▸ **Excerpt to read**
'''

Resting in stillness is likely to be an unstable state and the mind will return to thought and the process begins again; pause, relax, feel the breath, allow it to flow. We are always beginning again. Somatic meditation can be done in any pose, not just seated ones. Restorative yoga poses offer many different opportunities to explore samyama. Remember, step one is to bring your attention to the breath/qi/pranic flow, step two is to open to the deeper realms of intelligence waiting to be discovered, and step three is to expand towards and then rest in the stillness when the intelligence takes over the operation of the pose. The stronger the coherence in the energy fields, the easier it is to rest in silence without distraction.
When you are not in a somatic meditative state, the intelligence continues to operate, keeping the flows of digestive peristalsis, circulation, respiration and cerebro-spinal circulation going, but it is non-conscious and shaped by old habits in the musculo-skeletal and nervous systems. These patterns tend to become more deeply embedded in the tissues and more difficult to transform. This is why aging brings out all sorts of issues. Through conscious somatic meditation, the opportunity arises to let the entangled energy patterns to release into more coherent, more efficient ones. Aging, if experienced as a state of continuous somatic meditation, can then be a way to become less stuck and more open, rather than the opposite.
The education of the buddhi is crucial for this process to deepen and build greater coherence. When are attention and psychic/mental energy is constantly being consumed by trivia or dysfunctional thought patterns, learning ceases. The reliance on habitual patterns can be very useful if they are wisely chosen and continually checked for relevance. This frees up attention for observing what is new, more subtle, more ineffable and allowing this new information to be integrated. This is described by Patanjali in sutras I-23 – I-27 as ‘ishvara pranidhana’. Difficult to translate, Ishvara can be seen as the foundation intelligence of the universe, and all of its manifestations, and all of its possibilities, in all realms of creation. Pranidhana is intention-less total devotion or bhakti, here dedicated to the mystery of Ishvara. In somatic meditation, this is a living presence.

'''

▸ **Material supplied**
'''

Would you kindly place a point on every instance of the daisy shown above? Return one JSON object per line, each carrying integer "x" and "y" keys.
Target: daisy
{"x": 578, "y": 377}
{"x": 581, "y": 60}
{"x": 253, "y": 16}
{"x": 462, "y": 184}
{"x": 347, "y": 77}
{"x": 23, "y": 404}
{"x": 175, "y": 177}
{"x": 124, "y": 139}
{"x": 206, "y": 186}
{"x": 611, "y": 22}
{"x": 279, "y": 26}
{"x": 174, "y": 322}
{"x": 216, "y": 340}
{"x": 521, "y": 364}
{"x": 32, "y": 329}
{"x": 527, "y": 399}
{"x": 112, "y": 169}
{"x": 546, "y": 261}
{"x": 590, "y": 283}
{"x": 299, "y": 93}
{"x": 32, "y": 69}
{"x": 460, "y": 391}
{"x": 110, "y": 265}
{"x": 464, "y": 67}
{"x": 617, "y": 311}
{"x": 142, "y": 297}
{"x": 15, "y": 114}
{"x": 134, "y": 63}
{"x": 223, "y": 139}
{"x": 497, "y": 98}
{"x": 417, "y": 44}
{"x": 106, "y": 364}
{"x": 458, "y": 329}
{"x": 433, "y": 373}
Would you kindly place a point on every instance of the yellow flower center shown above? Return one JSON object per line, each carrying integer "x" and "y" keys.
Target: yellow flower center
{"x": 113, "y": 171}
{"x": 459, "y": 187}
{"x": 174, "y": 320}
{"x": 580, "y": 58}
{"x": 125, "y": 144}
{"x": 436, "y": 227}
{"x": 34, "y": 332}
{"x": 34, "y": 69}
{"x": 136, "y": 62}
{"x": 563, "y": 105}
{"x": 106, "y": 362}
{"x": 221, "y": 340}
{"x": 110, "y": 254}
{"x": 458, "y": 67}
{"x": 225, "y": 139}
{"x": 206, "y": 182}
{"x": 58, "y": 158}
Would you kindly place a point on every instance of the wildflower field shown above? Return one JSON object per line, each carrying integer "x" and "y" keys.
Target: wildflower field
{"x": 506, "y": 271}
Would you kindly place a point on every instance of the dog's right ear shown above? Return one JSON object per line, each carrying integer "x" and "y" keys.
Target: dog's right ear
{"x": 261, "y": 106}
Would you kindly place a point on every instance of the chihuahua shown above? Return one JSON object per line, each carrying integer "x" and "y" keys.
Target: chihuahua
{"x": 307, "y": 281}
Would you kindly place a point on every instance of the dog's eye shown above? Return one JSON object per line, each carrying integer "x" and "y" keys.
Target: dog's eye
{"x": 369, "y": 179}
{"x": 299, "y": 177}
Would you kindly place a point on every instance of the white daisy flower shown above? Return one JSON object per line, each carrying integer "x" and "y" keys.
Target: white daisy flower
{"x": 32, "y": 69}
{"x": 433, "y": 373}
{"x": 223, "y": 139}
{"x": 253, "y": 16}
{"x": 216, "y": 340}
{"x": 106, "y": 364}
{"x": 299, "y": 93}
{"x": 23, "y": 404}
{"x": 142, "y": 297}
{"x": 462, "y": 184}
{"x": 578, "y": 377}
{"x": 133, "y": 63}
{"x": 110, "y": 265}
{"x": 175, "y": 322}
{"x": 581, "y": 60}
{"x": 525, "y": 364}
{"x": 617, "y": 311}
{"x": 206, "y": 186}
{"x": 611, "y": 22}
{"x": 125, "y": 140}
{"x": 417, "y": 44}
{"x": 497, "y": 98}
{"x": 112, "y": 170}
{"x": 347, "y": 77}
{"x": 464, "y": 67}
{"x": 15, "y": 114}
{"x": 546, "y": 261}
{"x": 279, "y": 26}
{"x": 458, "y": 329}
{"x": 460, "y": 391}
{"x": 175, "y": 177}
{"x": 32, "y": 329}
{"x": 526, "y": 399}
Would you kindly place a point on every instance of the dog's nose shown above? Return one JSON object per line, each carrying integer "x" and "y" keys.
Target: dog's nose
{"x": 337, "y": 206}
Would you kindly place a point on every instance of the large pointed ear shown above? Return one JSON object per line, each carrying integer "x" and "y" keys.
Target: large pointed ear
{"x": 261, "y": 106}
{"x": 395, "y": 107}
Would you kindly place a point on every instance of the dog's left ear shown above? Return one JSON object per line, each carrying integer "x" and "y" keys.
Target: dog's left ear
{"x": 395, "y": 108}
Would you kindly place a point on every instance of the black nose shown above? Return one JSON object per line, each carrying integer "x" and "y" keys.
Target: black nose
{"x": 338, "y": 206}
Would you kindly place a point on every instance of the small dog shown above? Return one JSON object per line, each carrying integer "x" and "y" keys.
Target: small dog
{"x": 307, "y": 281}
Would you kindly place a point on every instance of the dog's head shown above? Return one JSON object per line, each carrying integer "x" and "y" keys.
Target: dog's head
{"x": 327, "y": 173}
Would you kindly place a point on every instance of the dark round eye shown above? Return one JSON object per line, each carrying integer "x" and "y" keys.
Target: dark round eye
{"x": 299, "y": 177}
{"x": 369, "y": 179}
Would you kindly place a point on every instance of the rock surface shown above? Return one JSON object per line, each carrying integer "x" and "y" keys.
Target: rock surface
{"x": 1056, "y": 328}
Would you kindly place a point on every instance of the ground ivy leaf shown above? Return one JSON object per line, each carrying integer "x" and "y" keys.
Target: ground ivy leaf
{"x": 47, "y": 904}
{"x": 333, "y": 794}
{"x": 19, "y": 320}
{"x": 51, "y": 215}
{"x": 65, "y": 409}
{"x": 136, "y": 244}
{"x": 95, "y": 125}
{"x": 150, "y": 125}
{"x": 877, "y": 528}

'''

▸ **Tasks to complete**
a – In the passage on somatic meditation, which of Patanjali's sutras describe "ishvara pranidhana"?
b – Pick up the passage on somatic meditation after its last sentence and write what comes next.
You can set the entries aside; they aren't needed here.

▸ **Answers to this exercise**
a – Sutras I-23 – I-27.

b –
The buddhi is nurtured in silence, so this third step cannot be over emphasized. It is also the most elusive and challenging, as the mind really dislikes stillness and rushes in to fill the space. Discipline is crucial in not getting sucked into the habit. Another challenging aspect is that often, when the buddhi is engaged, the thoughts can be ‘enlightening’, as they are coming from a deep connection to the core of being. The fourth klesha ,asmita, mentioned by Patanjali in II-6, addresses this dilemma. The buddhi is still of the world of form, and the small self insidiously attaches to and takes claim for the buddhi and the revelations. Another version of possible confusion arises because the buddhi is channeling insight is still a transient state that will come to an end. If we ‘believe’ that this is the awakened state, when it does end, as it will, we are likely to feel that this means we have ‘lost’ our way and plunge back into the confusion of the dysfunctional skandhas.
In the silence of stillness, the egoic thoughts begin to dissolve. In ishvara pranidhana, the devotional mind set, coming from the heart, also helps negate the attempts of the egoic self to stake its territory.